抜粋文

勤務時間中に会社を抜け出しストリップ劇場へ向かう。しかし運悪く上司に見つかり、首になってしまった。厳しすぎる処置だ、と思われるかもしれないが、この場合ならどうだろう。日曜の午後、ストリップ劇場で二時間ほど暇つぶしをする。翌日出社すると、さっそく上司に呼ばれ解雇を言い渡されてしまった。理由は昨日ストリップ劇場へ行ったからだ。休日に何をしようと会社には関係無い、と反論したのだが、社風に合わない人には辞めてもらうしかない、それが会社の言い分だ。現実離れしたような話だが、実はそれと似た話がアメリカで起きている。
ハワード・ワイヤーズ氏は、(ABCニュース報道)、ヘルスケア関連の会社を経営する、今年71歳になるビジネスマンだ。こんな会社を経営するくらいだから、ワイヤーズ氏にとって健康管理は最大の関心事であり、社員にも健康的な生活スタイルを奨励している。単に自分だけがウエートトレーニングで汗を流すだけでなく、ワイヤーズ氏は社員のためにもトレーニングコーチを雇った。もちろん強制することはしないが、定期的にコーチを訪れて運動する社員には、月々特別に110ドルのボーナスが支払われる。「とても素晴らしいプログラムだと思います。社長自ら率先して、私たち社員の健康面に気をつかってくれているのです。」、とミンディー・ティラボスキさんは言う。

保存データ
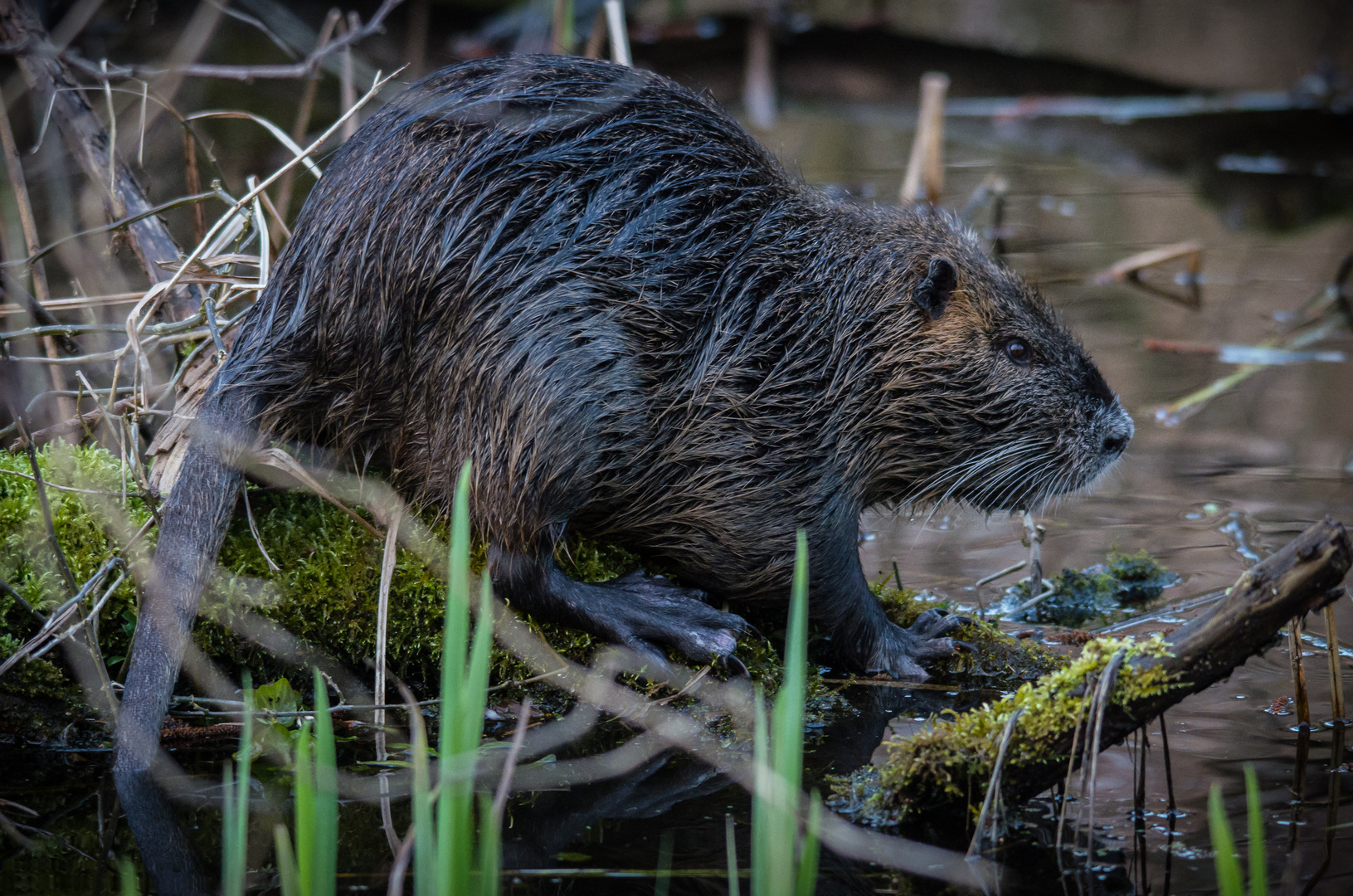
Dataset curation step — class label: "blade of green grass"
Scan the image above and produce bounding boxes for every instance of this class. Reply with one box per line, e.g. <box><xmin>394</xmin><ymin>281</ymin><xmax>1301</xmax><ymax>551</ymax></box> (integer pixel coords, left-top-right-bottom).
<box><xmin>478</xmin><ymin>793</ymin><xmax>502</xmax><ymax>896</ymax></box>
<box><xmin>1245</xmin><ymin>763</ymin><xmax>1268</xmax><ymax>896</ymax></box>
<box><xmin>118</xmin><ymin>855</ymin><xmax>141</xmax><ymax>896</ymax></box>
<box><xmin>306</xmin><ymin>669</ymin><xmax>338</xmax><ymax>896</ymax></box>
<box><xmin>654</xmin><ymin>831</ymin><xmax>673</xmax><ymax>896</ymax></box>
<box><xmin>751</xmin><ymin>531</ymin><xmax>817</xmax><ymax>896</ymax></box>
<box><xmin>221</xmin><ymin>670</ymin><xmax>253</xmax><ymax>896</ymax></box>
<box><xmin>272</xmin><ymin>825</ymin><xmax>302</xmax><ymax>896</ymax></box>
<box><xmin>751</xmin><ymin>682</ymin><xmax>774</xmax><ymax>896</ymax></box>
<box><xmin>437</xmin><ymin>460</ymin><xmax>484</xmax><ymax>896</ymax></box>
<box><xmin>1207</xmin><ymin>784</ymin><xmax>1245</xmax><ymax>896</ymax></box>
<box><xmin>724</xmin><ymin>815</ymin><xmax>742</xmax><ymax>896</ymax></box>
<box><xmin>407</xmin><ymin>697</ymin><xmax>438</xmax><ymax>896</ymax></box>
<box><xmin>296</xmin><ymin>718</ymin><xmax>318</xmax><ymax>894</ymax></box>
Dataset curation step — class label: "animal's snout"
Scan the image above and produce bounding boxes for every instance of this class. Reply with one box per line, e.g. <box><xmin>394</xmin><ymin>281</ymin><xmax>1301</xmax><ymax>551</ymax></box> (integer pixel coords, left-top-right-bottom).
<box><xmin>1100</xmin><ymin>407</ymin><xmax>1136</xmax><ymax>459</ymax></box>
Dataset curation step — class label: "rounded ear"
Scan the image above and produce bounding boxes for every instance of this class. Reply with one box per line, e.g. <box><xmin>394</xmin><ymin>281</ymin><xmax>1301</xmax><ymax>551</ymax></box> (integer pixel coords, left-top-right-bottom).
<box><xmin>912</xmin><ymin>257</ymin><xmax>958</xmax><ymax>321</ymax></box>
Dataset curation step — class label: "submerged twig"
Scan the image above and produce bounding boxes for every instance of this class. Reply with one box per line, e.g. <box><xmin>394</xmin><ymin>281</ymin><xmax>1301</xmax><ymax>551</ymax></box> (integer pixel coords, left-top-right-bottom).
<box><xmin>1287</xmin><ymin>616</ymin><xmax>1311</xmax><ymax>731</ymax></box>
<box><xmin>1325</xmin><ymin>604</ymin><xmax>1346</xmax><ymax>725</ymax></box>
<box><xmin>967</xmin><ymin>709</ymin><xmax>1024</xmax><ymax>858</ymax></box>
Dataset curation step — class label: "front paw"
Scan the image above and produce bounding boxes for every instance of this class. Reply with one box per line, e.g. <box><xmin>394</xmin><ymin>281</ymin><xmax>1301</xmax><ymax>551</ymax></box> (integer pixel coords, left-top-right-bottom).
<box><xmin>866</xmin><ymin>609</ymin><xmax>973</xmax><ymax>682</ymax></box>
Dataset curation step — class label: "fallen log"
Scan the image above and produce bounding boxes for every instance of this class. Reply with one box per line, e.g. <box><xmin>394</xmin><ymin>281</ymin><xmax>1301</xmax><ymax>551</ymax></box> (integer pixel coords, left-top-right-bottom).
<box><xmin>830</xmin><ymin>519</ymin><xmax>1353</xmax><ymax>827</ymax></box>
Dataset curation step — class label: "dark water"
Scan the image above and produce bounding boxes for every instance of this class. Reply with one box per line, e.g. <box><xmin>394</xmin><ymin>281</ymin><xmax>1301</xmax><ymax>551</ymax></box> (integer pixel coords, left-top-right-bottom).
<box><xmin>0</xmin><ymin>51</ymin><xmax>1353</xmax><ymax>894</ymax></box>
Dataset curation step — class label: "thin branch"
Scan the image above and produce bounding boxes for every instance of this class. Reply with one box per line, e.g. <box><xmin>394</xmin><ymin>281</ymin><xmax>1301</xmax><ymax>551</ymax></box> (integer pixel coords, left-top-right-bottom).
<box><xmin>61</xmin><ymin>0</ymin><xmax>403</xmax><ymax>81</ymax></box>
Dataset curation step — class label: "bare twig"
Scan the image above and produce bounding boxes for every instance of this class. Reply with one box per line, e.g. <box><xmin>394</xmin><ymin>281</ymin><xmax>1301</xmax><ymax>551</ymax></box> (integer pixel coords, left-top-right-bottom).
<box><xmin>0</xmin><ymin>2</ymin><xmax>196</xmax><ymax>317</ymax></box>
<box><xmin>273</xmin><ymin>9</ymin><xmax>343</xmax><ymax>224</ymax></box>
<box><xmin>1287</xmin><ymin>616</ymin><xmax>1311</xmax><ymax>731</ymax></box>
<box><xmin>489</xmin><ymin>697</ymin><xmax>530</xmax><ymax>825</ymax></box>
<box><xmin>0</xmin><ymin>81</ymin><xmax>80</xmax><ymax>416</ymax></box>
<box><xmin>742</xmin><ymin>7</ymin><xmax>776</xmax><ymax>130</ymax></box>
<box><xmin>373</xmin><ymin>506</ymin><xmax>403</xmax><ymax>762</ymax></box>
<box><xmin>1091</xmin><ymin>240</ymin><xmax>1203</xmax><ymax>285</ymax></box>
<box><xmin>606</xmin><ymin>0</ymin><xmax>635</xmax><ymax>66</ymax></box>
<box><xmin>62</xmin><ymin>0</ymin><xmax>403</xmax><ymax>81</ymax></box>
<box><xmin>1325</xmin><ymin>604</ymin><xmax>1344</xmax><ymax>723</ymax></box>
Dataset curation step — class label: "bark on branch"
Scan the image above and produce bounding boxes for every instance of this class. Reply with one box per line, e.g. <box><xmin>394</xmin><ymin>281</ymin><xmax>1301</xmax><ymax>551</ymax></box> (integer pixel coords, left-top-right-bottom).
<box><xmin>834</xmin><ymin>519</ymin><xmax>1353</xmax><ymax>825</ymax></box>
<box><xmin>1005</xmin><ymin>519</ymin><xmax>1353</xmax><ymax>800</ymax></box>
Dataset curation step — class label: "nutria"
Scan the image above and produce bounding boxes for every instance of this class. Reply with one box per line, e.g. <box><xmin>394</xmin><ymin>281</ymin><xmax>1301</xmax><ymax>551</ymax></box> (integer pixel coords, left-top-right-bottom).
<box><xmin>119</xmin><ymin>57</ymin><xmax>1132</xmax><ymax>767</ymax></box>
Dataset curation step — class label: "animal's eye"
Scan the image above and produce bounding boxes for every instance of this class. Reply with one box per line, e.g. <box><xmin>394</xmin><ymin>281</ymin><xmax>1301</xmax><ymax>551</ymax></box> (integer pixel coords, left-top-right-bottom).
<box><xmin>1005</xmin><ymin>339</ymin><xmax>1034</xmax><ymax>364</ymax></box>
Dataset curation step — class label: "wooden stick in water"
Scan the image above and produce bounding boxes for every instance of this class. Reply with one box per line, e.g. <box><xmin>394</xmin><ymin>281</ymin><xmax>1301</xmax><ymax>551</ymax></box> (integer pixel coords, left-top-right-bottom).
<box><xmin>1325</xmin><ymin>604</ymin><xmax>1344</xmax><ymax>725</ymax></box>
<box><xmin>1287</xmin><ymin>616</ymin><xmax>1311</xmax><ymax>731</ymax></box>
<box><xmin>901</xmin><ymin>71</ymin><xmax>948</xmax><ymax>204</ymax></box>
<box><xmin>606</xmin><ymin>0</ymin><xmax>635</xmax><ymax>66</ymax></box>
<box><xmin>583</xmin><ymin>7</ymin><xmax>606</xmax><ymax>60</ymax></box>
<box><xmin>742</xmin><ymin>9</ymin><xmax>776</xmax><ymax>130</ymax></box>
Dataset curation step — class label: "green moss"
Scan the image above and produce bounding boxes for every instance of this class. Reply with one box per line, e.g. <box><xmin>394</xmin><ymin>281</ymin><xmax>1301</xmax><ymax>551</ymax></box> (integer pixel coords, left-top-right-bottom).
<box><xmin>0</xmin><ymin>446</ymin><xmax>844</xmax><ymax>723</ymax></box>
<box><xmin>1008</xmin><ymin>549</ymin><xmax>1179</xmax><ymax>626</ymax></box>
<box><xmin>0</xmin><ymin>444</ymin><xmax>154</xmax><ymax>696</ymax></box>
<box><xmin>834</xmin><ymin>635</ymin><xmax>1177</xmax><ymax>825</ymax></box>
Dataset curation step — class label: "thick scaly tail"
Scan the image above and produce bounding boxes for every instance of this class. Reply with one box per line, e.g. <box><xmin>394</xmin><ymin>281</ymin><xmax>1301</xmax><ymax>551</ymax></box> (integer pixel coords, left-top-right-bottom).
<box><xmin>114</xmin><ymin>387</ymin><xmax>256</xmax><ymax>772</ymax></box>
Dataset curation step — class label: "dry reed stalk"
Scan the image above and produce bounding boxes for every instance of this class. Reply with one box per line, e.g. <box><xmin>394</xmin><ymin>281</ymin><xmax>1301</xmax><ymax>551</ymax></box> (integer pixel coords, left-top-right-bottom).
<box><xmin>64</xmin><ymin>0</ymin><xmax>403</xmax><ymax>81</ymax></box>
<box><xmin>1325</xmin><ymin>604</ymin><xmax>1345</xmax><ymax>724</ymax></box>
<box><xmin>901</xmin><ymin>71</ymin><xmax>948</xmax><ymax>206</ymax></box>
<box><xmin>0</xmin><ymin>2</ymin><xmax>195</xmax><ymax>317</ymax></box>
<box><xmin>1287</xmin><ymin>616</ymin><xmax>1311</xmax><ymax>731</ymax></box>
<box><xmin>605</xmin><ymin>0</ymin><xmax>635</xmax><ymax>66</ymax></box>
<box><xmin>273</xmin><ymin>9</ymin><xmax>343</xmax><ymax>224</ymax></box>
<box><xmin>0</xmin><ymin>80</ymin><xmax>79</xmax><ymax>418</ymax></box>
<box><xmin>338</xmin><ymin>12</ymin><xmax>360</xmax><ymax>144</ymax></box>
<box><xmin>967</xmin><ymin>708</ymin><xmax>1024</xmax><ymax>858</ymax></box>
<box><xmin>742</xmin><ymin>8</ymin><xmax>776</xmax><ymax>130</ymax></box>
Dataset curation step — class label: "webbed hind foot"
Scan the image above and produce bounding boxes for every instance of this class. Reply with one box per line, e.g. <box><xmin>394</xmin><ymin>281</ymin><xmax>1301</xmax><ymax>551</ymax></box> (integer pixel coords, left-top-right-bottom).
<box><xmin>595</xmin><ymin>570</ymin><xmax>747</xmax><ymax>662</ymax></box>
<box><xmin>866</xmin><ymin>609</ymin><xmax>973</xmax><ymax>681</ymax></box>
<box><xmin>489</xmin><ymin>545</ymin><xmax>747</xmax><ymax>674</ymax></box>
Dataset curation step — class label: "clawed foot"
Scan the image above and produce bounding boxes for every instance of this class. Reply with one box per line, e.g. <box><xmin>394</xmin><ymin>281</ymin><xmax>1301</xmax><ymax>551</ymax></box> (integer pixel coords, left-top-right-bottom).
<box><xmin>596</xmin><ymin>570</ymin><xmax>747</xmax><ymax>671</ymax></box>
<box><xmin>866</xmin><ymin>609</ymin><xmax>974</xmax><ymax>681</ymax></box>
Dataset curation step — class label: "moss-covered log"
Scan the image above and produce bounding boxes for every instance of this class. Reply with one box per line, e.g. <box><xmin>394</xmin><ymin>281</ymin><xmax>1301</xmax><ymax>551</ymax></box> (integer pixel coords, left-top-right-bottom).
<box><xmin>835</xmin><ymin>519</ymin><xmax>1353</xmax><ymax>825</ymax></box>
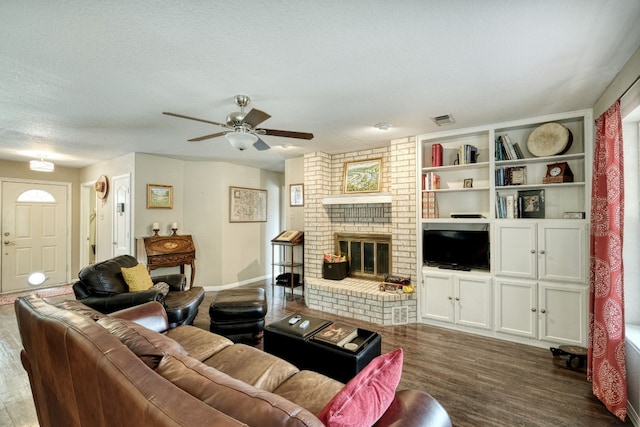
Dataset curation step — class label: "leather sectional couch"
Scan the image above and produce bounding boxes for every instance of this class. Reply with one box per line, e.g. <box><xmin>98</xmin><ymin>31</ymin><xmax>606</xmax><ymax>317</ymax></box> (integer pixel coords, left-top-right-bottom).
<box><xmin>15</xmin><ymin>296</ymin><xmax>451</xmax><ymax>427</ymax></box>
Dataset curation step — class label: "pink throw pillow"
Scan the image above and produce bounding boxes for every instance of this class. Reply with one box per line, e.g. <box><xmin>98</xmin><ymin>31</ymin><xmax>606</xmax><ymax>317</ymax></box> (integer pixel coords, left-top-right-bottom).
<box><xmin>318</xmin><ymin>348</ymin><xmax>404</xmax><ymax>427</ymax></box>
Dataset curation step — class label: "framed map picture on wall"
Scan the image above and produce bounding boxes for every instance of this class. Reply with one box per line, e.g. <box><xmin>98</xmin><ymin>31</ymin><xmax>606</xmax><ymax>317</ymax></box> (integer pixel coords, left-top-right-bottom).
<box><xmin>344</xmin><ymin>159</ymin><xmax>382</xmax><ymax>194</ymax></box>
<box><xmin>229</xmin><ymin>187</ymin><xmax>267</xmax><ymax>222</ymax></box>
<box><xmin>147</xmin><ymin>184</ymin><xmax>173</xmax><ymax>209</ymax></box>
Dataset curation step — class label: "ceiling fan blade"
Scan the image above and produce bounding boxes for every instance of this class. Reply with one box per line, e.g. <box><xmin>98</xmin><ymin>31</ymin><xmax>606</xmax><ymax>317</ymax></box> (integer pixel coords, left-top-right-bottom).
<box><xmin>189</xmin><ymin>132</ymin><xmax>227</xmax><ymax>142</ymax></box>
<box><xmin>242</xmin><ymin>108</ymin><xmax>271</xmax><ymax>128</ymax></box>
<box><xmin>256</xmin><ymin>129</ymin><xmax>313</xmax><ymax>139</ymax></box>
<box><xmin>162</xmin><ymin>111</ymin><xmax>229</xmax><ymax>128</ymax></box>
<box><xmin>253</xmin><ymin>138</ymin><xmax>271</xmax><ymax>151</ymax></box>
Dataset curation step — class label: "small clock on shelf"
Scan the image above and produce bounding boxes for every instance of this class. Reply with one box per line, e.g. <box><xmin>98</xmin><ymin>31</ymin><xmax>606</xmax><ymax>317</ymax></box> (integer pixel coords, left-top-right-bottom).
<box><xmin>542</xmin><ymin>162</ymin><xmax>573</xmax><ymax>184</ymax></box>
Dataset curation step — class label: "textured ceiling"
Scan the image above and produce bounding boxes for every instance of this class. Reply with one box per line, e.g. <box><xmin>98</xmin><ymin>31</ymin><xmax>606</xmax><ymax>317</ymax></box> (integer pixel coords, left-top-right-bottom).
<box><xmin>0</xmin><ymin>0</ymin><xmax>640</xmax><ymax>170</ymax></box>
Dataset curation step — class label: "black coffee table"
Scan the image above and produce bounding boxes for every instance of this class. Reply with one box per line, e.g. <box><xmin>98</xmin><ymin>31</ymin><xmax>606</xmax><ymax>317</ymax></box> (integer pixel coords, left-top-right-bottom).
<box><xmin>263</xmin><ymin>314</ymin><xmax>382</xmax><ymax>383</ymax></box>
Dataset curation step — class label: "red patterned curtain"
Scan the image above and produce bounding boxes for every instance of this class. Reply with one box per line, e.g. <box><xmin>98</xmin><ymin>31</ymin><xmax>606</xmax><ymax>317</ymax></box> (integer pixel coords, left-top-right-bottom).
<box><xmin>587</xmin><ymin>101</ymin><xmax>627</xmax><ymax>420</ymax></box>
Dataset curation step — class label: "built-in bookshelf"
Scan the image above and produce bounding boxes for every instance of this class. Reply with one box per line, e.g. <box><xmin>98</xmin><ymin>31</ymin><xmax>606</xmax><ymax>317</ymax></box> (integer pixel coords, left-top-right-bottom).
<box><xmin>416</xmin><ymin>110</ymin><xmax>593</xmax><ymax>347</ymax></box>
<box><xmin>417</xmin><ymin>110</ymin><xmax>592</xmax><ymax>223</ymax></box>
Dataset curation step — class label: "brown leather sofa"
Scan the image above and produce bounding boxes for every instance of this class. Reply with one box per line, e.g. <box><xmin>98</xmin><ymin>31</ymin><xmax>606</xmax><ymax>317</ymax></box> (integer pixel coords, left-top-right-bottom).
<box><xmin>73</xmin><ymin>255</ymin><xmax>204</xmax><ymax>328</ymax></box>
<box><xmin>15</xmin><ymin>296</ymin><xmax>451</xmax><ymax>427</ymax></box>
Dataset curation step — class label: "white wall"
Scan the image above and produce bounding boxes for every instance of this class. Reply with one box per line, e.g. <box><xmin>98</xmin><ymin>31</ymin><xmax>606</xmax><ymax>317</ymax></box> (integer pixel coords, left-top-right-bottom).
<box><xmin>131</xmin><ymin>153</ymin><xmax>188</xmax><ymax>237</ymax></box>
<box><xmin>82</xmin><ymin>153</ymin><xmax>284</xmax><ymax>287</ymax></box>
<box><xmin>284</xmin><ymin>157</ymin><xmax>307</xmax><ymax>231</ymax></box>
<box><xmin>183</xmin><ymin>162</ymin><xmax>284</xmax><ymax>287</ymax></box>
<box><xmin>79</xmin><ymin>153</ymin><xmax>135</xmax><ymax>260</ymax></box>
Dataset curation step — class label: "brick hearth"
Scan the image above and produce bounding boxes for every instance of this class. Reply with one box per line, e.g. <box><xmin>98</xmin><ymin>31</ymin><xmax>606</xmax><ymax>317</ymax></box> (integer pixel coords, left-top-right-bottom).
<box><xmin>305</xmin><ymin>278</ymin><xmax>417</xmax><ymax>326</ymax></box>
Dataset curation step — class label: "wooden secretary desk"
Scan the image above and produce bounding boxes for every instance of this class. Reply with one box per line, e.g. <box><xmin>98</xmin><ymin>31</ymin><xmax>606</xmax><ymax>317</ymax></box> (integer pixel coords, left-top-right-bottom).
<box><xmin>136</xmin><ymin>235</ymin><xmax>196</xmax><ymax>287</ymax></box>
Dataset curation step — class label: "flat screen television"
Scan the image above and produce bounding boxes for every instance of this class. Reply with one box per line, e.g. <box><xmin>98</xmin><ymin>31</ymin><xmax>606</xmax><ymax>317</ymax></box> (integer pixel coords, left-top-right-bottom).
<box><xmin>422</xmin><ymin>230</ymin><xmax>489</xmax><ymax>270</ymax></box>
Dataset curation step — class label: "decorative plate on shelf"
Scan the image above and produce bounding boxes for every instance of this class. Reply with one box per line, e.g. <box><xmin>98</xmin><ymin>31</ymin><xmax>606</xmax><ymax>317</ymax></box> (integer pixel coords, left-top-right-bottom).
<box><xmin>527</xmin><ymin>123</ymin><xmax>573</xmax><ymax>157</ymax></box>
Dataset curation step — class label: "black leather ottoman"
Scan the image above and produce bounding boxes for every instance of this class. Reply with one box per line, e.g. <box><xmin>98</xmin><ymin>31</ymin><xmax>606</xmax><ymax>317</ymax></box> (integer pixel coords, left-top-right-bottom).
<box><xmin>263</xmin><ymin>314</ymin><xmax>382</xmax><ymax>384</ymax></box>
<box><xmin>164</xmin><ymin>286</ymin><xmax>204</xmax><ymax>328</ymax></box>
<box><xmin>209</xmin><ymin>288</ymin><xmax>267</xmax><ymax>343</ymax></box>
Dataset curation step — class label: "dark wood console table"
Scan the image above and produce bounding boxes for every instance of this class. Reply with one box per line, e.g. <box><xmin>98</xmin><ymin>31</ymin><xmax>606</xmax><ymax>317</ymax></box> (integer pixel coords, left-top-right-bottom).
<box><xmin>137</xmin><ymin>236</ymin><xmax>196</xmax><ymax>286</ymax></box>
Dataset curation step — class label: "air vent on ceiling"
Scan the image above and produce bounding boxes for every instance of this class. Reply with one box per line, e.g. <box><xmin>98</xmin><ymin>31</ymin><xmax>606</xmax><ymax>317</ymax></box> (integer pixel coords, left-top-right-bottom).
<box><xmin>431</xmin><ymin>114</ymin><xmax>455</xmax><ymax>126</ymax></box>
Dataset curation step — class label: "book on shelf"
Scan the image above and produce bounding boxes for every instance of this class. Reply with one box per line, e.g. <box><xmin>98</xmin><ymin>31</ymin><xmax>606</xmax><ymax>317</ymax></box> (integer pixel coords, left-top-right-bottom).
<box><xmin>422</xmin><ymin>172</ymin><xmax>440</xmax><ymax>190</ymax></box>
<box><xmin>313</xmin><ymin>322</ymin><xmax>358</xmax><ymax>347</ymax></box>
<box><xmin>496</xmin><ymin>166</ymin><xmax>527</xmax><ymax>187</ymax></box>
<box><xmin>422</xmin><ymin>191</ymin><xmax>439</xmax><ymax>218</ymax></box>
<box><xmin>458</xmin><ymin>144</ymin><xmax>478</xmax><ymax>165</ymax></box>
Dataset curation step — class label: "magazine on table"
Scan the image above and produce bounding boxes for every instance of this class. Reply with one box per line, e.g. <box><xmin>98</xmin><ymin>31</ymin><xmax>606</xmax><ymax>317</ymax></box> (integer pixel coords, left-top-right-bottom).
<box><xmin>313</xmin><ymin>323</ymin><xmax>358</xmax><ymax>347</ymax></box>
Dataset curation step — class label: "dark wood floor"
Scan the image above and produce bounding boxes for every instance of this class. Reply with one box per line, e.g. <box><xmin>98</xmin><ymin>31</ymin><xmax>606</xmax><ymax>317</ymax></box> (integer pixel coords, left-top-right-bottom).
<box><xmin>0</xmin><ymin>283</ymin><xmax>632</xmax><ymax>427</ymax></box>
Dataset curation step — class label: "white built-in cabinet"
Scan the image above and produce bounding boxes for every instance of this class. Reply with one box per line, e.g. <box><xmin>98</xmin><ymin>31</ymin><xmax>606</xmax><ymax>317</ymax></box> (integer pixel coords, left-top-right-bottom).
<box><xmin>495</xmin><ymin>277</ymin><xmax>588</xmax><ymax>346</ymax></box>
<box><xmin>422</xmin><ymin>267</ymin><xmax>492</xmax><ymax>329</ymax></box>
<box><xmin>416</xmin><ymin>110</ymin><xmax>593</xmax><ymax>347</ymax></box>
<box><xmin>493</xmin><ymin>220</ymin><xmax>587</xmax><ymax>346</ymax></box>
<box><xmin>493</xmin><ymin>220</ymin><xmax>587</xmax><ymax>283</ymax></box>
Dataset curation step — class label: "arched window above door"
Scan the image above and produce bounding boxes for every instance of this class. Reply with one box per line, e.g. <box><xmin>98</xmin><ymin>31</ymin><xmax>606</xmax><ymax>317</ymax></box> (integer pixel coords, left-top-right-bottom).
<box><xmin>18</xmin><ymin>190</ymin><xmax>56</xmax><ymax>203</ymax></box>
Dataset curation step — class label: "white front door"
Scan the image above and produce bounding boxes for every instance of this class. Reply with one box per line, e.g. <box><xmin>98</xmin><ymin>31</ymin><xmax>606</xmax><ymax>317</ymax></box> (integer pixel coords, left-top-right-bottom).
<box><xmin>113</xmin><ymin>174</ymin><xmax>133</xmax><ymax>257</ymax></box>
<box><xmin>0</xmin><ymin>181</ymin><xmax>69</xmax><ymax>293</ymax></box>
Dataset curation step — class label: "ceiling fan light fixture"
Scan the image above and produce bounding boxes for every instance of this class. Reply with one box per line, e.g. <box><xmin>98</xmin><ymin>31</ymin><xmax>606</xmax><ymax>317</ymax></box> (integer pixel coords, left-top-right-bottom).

取り組む課題
A. 抜粋文の「勤務時間中に会社を抜け出しス」から「た話がアメリカで起きている。」までの部分を、一字も変えずに書き写してください。
B. 抜粋文によると、定期的にコーチを訪れて運動する社員には、毎月いくらのボーナスが特別に支払われるか。
C. 抜粋文に出てくる、具体的な数を示す表現をすべて挙げよ。

課題の結果
A.
勤務時間中に会社を抜け出しストリップ劇場へ向かう。しかし運悪く上司に見つかり、首になってしまった。厳しすぎる処置だ、と思われるかもしれないが、この場合ならどうだろう。日曜の午後、ストリップ劇場で二時間ほど暇つぶしをする。翌日出社すると、さっそく上司に呼ばれ解雇を言い渡されてしまった。理由は昨日ストリップ劇場へ行ったからだ。休日に何をしようと会社には関係無い、と反論したのだが、社風に合わない人には辞めてもらうしかない、それが会社の言い分だ。現実離れしたような話だが、実はそれと似た話がアメリカで起きている。

B. 110ドル

C. 二時間、71歳、110ドル